*Trecho selecionado*.
Quanto à região mineira, Cano diz que a constituição da cafeicultura escravista de Minas seguiu de perto a do Rio de Janeiro, e só se diferenciaria quanto a sua posição relativa no sistema de produção, mantendo a posição - e não perdendo como ocorreu no Rio - entre 1876 e 1930, de participação de 20% da produção das quatro regiões. A produção de café se iniciou na zona da mata e depois foi se expandindo para a região sul. O autor também chama a atenção para algumas das especificidades que esta região teve, como: se constituiu e sub-regiões pouco integradas entre si, não concentrava grande número de escravos utilizando 25% do contingente escravo provincial, o que é controverso, pois não se sabe exatamente se os escravos foram importados ou se houve uma grande reprodução natural. Tal controvérsia, não pode ainda ser resolvida, mas para o autor, o importante é que a cafeicultura mineira se beneficiou da existência de escravos e não sofreu a alta dos preços como no Rio de Janeiro. Cano ressalva também que em Minas, não se aplicou o trabalho assalariado europeu e que dependia do capital mercantil do Rio e não possuía saída própria para suas exportações, assim, não gerou força produtiva capitalista resultando num não complexo cafeeiro.

No Espírito Santo, o autor já de imediato chama a atenção para algumas peculiaridades em que: o café, no seu início, em 1840, substituiu a cultura da cana de açúcar; relações de produção também foram escravistas; teve uma corrente migratória do Rio e de Minas em busca de terras devolutas; predomínio de pequena dimensão dos estabelecimentos cafeeiros; dependência do porto de rio de Janeiro, por onde o café era exportado, e do capital mercantil carioca para sua comercialização e financiamento, e, não teve trabalho assalariado, expandido-se o sistema de parcerias. Cano atenta ainda para o fato da combinação das duas estruturas – pequena propriedade e trabalho escravo - terem inibido um maior desenvolvimento da produção cafeeira na região e que a crise do café que ocorreu entre 1897 e 1905, retalhou o latifúndio e a cultura cafeeira foi substituída em parte pela cana de açúcar, pela pecuária e pelas culturas de subsistência.

E a região paulista, teve ou não um complexo cafeeiro? Se teve, qual ou quais motivos levaram a isto? Em São Paulo, a busca por terras férteis e virgens ocorreu em meio a uma grande gama de ofertas e a topografia era melhor, permitindo melhorias técnicas nessa cultura, e, lucros crescentes. A interiorização do café em São Paulo, se defrontaria com alguns impasses quanto ao transporte que seria solucionado pela introdução de uma ferrovia que funcionaria similarmente a uma empresa capitalista, pois reduziria os custos do café, aumentaria os seus lucros. Também, São Paulo, contou com uma máquina de beneficiamento, que aumentou os lucros da cafeicultura e possibilitaram uma maior dinamização de acumulação. A burguesia paulista também optou pela imigração européia de homens que não possuíam nada para poderem ser submetidos ao seu capital cafeeiro promovendo a transição para o trabalho assalariado em 1886 e criaram assim, o nascimento do mercado de trabalho.

*Trabalho proposto*.
(A) Responda, por favor, com base no trecho selecionado:
(i) Em que zona de Minas a produção de café se iniciou?
(ii) Em que ano o café substituiu a cultura da cana de açúcar no Espírito Santo?
(iii) Em que ano ocorreu a transição para o trabalho assalariado em São Paulo?
(B) Traduza para o inglês esta frase do trecho selecionado: "A produção de café se iniciou na zona da mata e depois foi se expandindo para a região sul."
(C) Prossiga o texto sobre a cafeicultura em Minas, no Espírito Santo e em São Paulo a partir da última frase apresentada.
A listagem não tem relação com o trecho selecionado.

*Extrato de dados*.

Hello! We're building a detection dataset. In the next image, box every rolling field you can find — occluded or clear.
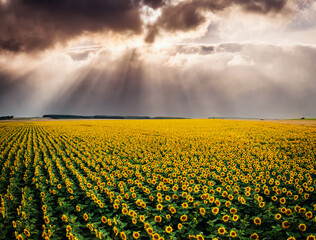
[0,120,316,240]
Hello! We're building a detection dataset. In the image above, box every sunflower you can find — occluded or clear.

*Respostas esperadas*.
(A)
(i) Na zona da mata.
(ii) Em 1840.
(iii) Em 1886.

(B) Coffee production began in the Zona da Mata and then gradually expanded to the southern region.

(C)
Cabe-nos aqui, uma outra pergunta: como se constitui e como se dinamiza o complexo cafeeiro? Segundo o autor, ao exportar seu produto, o café gerava as divisas necessárias à importação dos alimentos para os trabalhadores e de todos os bens-salários necessários e dos bens de produção para as atividades rurais e urbanas. Ressalta ainda que a realização da produção de café resultou no surgimento de muitas atividades dinâmicas como ferrovias, porto, estradas, indústrias, bancos, etc, e eram, portanto, os segmentos secundários do complexo. O autor também afirma que o capital mercantil, que era o capital que comandava a comercialização e o financiamento à produção de café, se desdobrava em capital agrário, industrial, bancário etc, que se deram tanto em períodos de auge como de depressão do café. Enfim, para Cano, São Paulo foi a única região em que houve um complexo cafeeiro, que se constituiu na superação da instituição escravista e fez nascer uma economia capitalista dependente da economia cafeeira. Ressalva ainda que São Paulo, não teve uma estrutura fundiária do latifúndio e nem a de uma pequena propriedade camponesa, mas, uma estrutura média.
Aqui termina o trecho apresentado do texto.